___ Input data ___

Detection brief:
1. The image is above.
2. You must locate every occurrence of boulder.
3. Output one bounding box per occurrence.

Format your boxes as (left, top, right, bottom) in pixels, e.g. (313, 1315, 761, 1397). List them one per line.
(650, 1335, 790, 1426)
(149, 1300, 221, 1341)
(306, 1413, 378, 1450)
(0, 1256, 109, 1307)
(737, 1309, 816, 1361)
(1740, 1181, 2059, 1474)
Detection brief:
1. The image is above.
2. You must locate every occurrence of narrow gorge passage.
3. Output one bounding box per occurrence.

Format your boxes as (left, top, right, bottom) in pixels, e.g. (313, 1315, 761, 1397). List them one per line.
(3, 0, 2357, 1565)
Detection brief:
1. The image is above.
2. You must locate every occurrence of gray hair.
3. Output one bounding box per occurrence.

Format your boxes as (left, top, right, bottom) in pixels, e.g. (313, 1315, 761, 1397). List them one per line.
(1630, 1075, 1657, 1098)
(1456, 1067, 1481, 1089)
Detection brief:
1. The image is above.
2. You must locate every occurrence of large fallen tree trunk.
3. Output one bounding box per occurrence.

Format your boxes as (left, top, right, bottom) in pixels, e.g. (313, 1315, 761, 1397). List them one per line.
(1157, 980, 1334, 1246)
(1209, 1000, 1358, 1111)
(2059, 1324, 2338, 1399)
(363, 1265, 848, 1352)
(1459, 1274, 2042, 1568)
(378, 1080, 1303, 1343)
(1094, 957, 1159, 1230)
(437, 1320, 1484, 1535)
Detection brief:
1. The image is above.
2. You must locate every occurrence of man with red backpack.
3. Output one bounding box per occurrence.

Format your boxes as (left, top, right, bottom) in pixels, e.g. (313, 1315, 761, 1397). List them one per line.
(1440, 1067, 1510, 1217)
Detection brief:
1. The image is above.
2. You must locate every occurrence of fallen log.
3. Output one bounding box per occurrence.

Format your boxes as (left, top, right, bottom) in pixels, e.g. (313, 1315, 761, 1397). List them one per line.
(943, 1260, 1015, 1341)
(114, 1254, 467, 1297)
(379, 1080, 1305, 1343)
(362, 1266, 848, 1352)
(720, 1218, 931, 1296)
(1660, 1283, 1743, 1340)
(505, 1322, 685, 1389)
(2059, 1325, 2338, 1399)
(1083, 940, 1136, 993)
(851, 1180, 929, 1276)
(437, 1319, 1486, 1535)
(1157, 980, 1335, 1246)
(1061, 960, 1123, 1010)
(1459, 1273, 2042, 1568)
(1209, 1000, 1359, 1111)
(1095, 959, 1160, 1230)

___
___ Input data ___

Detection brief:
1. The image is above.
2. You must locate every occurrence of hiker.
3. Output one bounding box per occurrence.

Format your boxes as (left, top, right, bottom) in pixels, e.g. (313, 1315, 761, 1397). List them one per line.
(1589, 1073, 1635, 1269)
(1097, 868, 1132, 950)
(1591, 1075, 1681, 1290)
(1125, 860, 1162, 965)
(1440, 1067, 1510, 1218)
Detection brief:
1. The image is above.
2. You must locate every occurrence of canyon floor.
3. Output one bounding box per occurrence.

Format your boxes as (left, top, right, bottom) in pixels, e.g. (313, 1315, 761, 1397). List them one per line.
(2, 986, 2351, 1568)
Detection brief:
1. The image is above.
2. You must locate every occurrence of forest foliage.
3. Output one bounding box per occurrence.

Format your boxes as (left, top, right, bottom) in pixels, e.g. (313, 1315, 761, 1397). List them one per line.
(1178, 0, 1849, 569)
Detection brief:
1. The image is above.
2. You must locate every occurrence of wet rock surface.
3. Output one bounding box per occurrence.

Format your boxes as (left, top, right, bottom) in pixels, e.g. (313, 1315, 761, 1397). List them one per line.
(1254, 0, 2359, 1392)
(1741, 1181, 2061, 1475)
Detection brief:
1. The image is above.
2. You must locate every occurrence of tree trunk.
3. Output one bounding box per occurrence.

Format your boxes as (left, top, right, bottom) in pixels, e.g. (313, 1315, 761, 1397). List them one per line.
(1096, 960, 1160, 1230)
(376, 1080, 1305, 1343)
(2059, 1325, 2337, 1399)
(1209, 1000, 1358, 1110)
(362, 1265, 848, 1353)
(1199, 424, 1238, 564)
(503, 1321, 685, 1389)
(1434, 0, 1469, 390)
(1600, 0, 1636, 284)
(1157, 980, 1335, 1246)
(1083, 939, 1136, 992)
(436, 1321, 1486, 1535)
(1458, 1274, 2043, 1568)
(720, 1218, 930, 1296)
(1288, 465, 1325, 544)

___
___ Input data ___

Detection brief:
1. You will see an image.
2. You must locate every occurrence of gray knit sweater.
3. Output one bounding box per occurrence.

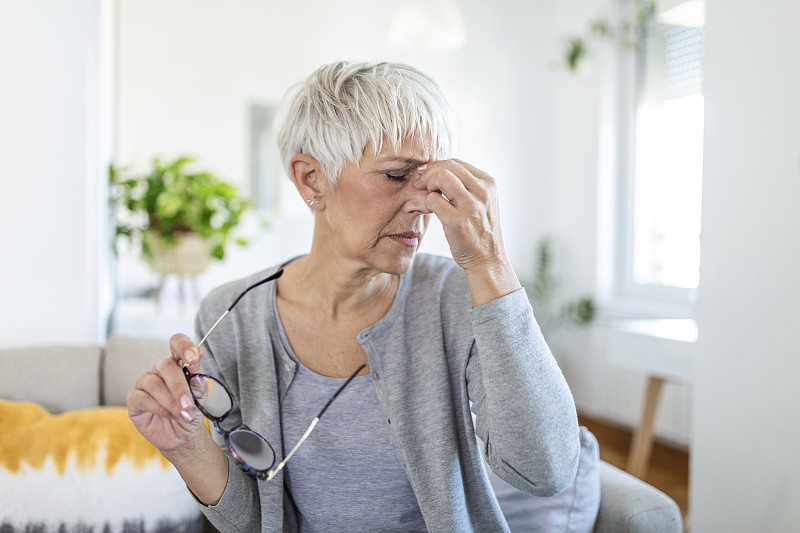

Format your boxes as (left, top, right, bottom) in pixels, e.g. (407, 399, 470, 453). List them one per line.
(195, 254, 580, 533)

___

Task objective ->
Only lines with the word "gray" are wanted; pull each of them from the records.

Answer to the exercise ->
2. You must locate every occurrence of gray hair.
2. You must locate every occurrence of gray knit sweater.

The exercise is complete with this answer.